* **Problem to work on**
Only one stretch of the material below is wanted: everything from the line containing "Where can the buttoned" down to the line containing "The service MUST return one point per instance of the rocky", both ends included. Repeat it exactly and skip the pictures.
** Opening Data to use block **
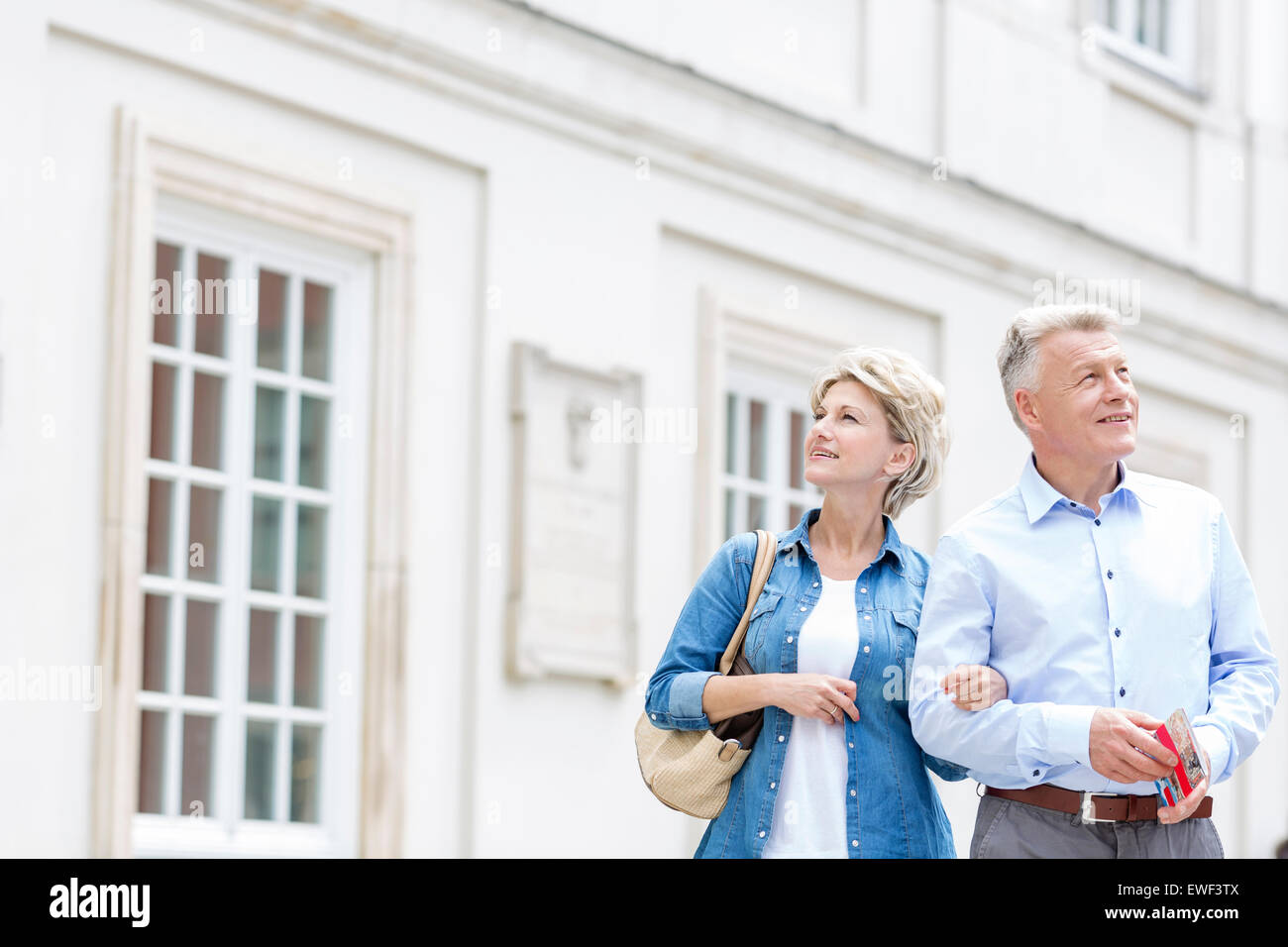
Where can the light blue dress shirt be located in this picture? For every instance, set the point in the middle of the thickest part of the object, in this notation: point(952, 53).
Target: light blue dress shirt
point(1147, 607)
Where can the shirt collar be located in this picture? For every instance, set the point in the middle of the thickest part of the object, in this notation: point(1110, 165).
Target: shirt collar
point(1039, 496)
point(892, 544)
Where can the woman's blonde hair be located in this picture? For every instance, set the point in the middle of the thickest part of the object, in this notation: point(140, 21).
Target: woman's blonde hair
point(913, 403)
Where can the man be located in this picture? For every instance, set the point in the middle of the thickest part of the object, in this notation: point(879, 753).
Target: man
point(1107, 598)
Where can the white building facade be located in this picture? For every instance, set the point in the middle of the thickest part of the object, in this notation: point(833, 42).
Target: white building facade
point(281, 526)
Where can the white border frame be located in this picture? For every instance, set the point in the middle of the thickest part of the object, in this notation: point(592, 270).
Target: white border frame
point(153, 159)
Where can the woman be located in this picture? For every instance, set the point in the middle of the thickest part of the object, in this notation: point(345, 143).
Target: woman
point(835, 771)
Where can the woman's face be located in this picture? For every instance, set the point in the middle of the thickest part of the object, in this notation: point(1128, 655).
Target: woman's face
point(850, 442)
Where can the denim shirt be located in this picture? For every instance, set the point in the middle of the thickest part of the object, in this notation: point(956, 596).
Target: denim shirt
point(892, 809)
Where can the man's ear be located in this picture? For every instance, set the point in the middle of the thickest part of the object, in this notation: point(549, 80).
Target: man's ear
point(1028, 407)
point(901, 460)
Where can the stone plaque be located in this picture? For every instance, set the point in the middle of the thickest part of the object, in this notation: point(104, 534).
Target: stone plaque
point(571, 607)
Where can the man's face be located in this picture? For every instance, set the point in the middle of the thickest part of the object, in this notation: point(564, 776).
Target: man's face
point(1086, 403)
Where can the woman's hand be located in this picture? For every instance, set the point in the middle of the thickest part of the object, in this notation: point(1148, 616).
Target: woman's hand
point(974, 686)
point(819, 696)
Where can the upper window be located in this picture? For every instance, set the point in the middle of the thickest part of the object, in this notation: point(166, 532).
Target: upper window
point(767, 419)
point(1159, 35)
point(252, 589)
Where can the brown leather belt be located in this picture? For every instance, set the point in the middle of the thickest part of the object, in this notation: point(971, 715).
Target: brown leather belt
point(1094, 806)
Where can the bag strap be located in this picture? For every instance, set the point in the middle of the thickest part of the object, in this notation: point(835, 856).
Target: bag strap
point(765, 551)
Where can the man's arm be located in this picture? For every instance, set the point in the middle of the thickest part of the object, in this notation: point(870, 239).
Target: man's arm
point(1019, 741)
point(1243, 677)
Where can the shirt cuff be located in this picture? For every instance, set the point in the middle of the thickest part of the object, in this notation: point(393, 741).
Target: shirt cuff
point(1214, 740)
point(687, 696)
point(1068, 735)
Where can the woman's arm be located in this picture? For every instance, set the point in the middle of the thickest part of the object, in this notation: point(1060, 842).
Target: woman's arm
point(802, 694)
point(974, 686)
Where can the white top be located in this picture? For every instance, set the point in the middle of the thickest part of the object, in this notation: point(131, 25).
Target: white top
point(809, 812)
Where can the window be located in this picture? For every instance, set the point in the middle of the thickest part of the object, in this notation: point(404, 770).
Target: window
point(1158, 35)
point(767, 419)
point(254, 543)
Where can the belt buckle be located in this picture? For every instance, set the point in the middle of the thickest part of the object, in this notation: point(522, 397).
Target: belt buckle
point(1087, 809)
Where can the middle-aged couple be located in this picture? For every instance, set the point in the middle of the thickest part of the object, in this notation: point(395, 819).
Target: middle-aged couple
point(1060, 624)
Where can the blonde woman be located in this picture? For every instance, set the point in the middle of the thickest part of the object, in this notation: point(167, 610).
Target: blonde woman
point(835, 771)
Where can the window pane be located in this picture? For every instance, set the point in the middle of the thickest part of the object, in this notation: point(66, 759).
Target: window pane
point(305, 746)
point(269, 352)
point(309, 549)
point(151, 759)
point(198, 741)
point(269, 414)
point(156, 626)
point(316, 361)
point(313, 420)
point(165, 299)
point(207, 416)
point(198, 656)
point(204, 535)
point(756, 441)
point(162, 411)
point(308, 661)
point(261, 750)
point(262, 657)
point(730, 432)
point(160, 504)
point(798, 447)
point(211, 305)
point(266, 543)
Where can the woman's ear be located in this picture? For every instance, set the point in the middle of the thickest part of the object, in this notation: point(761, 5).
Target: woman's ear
point(901, 460)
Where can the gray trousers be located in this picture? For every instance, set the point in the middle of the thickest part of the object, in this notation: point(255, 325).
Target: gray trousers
point(1005, 828)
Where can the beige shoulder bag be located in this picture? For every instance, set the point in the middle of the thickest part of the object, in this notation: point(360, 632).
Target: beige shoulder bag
point(691, 770)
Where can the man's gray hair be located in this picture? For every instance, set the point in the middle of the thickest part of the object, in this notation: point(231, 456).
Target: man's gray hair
point(1019, 357)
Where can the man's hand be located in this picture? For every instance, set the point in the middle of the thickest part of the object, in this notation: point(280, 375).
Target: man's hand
point(1120, 742)
point(974, 686)
point(1171, 814)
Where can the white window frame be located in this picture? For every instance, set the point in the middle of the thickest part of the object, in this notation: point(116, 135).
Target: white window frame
point(782, 393)
point(249, 245)
point(159, 161)
point(1179, 64)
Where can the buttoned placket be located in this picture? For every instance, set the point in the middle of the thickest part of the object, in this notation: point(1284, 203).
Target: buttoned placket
point(1111, 579)
point(782, 729)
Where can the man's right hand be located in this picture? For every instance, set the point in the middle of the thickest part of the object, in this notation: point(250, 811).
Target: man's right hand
point(1119, 742)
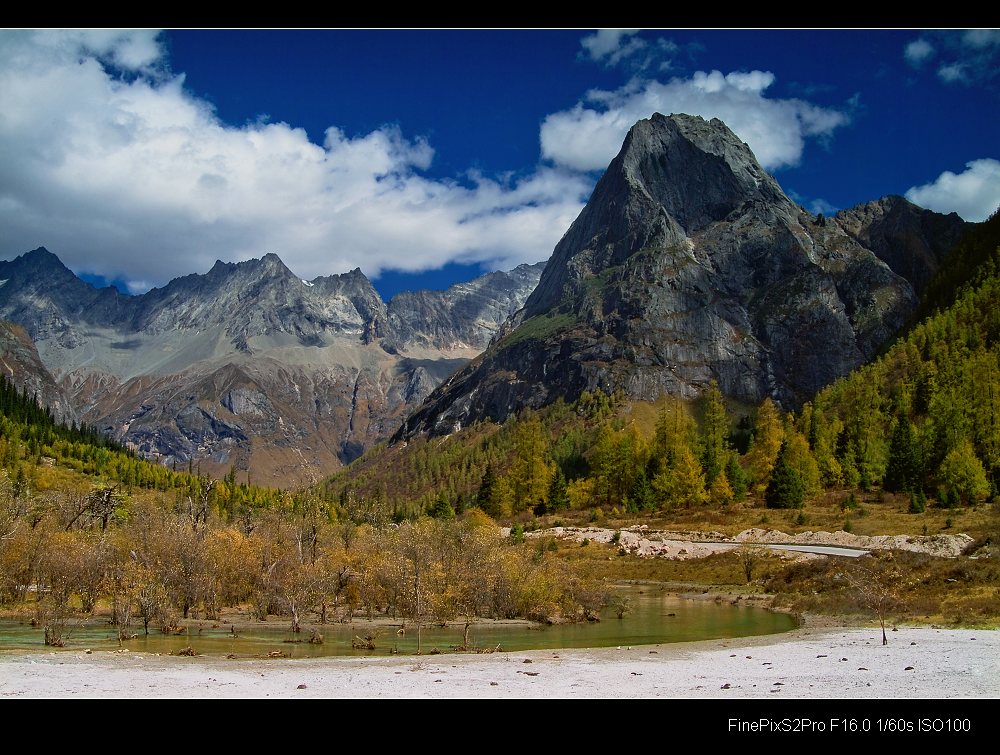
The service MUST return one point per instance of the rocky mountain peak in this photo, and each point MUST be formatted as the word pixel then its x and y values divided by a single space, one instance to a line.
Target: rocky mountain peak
pixel 911 240
pixel 688 264
pixel 674 176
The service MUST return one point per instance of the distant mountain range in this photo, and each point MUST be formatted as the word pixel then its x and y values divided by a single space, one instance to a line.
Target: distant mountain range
pixel 690 264
pixel 248 364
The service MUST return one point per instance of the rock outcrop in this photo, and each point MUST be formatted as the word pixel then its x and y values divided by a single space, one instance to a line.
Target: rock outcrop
pixel 247 364
pixel 688 264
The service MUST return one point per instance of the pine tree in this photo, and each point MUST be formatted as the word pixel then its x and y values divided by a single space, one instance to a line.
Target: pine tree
pixel 714 433
pixel 558 499
pixel 486 488
pixel 904 471
pixel 737 477
pixel 962 475
pixel 641 497
pixel 768 435
pixel 785 490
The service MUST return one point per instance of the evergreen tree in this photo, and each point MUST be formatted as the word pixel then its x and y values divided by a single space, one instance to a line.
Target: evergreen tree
pixel 768 435
pixel 904 471
pixel 737 477
pixel 558 499
pixel 785 489
pixel 642 497
pixel 715 431
pixel 962 475
pixel 486 487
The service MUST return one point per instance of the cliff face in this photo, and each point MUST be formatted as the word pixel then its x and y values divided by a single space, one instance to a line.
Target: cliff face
pixel 909 239
pixel 688 264
pixel 23 367
pixel 248 365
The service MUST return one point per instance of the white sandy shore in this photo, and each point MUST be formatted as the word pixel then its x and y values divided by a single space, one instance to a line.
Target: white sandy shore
pixel 806 663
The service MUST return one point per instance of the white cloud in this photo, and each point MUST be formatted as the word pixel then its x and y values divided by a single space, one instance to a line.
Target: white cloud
pixel 974 193
pixel 917 52
pixel 969 57
pixel 132 177
pixel 979 38
pixel 952 72
pixel 588 136
pixel 612 45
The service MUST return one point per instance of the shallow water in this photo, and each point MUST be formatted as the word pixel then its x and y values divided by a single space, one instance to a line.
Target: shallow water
pixel 656 616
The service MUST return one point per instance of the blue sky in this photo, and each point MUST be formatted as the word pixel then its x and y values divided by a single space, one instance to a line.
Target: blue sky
pixel 426 157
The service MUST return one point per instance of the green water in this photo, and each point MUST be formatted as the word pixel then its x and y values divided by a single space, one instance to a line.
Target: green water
pixel 656 616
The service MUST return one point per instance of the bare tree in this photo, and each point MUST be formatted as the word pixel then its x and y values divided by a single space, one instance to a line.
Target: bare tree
pixel 877 582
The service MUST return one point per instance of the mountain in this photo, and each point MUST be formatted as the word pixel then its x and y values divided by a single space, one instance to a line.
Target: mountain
pixel 23 367
pixel 249 365
pixel 909 239
pixel 690 264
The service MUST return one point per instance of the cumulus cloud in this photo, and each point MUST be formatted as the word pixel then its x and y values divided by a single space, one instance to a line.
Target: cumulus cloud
pixel 612 45
pixel 970 57
pixel 587 136
pixel 917 52
pixel 974 193
pixel 108 161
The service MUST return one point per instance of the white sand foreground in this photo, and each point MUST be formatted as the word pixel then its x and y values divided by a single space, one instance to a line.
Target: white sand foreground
pixel 806 663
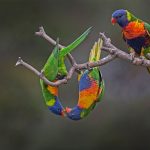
** Closing Data to use block **
* **Answer below**
Where can the buttoned placket be located in this picture? For every instance, set the point in the middle of the thickest part of the object, in this notation: point(1284, 203).
Target: buttoned placket
point(1111, 579)
point(782, 729)
Where can the man's right hand be located in this picture? For every instance, set the point in the middle of the thickest part of the object, in this notation: point(250, 811).
Target: man's right hand
point(1119, 742)
The service MUST return one point per instance of the rocky mountain peak in this photo, and each point MUST be formatted as the word pixel then its x and y values divided by a single space, one instance to a line.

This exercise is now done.